Natural-language object grounding data
::::

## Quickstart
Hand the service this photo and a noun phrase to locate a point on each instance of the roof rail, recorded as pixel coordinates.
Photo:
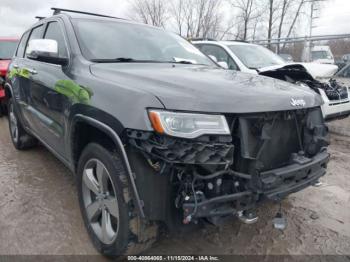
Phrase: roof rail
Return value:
(201, 39)
(59, 10)
(40, 17)
(237, 40)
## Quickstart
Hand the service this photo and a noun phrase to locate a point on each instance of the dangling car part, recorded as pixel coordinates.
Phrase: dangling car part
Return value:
(158, 134)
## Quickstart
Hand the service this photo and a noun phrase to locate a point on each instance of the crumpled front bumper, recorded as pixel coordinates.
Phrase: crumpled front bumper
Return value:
(274, 185)
(279, 183)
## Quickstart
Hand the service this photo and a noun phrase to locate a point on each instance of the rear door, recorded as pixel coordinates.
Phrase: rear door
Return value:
(219, 53)
(48, 92)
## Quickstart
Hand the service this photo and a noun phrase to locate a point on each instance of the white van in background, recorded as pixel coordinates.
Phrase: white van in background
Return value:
(322, 55)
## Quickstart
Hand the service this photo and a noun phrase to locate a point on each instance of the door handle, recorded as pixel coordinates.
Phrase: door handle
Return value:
(32, 71)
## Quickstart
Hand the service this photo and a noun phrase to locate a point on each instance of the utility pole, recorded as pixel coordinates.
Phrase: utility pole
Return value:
(312, 18)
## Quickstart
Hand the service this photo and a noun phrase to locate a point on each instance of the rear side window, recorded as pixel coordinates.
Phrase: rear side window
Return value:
(54, 32)
(37, 33)
(22, 45)
(7, 49)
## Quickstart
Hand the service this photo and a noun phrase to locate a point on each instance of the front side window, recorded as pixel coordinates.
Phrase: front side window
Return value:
(113, 40)
(22, 45)
(7, 49)
(256, 57)
(320, 55)
(220, 54)
(37, 33)
(54, 32)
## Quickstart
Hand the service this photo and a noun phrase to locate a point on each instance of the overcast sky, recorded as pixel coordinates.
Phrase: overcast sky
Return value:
(18, 15)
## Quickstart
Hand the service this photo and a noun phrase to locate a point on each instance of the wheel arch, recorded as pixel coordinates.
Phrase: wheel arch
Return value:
(111, 135)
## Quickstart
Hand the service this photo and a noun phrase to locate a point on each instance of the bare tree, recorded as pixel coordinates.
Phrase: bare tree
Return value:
(153, 12)
(246, 13)
(284, 11)
(178, 9)
(273, 6)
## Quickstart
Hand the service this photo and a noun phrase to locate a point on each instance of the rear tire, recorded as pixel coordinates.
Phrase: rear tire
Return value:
(103, 180)
(20, 138)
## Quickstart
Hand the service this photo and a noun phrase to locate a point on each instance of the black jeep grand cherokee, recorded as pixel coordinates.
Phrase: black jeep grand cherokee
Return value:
(156, 132)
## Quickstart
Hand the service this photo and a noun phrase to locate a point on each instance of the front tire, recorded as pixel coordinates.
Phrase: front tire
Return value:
(20, 138)
(107, 207)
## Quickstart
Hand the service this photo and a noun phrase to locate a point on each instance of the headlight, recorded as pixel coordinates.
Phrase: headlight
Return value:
(188, 125)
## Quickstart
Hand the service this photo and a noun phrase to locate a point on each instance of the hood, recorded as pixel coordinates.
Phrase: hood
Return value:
(344, 81)
(204, 89)
(315, 70)
(4, 64)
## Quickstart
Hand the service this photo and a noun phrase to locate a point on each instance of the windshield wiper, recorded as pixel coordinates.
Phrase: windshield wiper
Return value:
(115, 60)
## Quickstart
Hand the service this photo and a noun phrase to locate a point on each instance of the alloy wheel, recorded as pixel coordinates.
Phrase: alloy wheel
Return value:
(13, 124)
(100, 201)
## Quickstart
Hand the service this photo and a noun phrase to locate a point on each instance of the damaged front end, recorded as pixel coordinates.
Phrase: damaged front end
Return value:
(334, 94)
(266, 156)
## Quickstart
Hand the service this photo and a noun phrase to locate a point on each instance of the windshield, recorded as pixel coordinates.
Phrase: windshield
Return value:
(320, 55)
(256, 57)
(345, 72)
(7, 49)
(126, 42)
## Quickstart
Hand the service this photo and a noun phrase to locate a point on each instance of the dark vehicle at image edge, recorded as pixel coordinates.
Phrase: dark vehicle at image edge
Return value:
(155, 132)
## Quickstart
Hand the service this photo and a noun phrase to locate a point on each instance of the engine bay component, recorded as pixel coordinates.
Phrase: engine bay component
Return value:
(266, 156)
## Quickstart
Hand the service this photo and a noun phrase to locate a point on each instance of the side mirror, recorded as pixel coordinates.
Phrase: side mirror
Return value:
(45, 50)
(223, 64)
(213, 58)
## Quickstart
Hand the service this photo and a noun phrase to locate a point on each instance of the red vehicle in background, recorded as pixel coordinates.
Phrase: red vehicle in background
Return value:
(7, 49)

::::

PROBLEM DESCRIPTION:
Search the data for "utility". Copy each line that has it.

RESULT:
Hand the service this photo and a noun phrase to locate a point on each instance of the utility pole, recorded as pixel coordinates.
Phrase: utility pole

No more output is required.